(Labeled box records)
***
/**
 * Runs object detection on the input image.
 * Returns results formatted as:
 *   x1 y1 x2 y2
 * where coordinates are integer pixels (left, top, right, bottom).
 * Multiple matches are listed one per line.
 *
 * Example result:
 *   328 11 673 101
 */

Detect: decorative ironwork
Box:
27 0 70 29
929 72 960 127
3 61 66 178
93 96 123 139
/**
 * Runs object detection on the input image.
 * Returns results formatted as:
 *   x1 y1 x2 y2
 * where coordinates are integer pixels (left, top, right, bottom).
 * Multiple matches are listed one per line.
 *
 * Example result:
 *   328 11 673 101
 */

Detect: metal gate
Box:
***
### The exercise:
Retype the lines above exactly as they appear, from start to finish.

### Task response:
/**
 * Runs object detection on the input image.
 * Returns results formatted as:
 *   x1 y1 x2 y2
 * where coordinates are integer pixels (left, top, right, bottom).
 * Multiple matches are listed one per line.
 *
 * Example result:
 *   328 11 673 101
 */

Detect: decorative ironwork
Box:
27 0 70 29
929 72 960 127
3 61 66 178
93 96 123 139
/**
 * Runs object detection on the input image.
 * Returns results formatted as:
 *   x1 y1 x2 y2
 * where coordinates are integer pixels (left, top, right, bottom).
 * Multiple matches are listed one per line.
 *
 * Example result:
 *   328 11 673 101
 */

Detect: metal gate
Box:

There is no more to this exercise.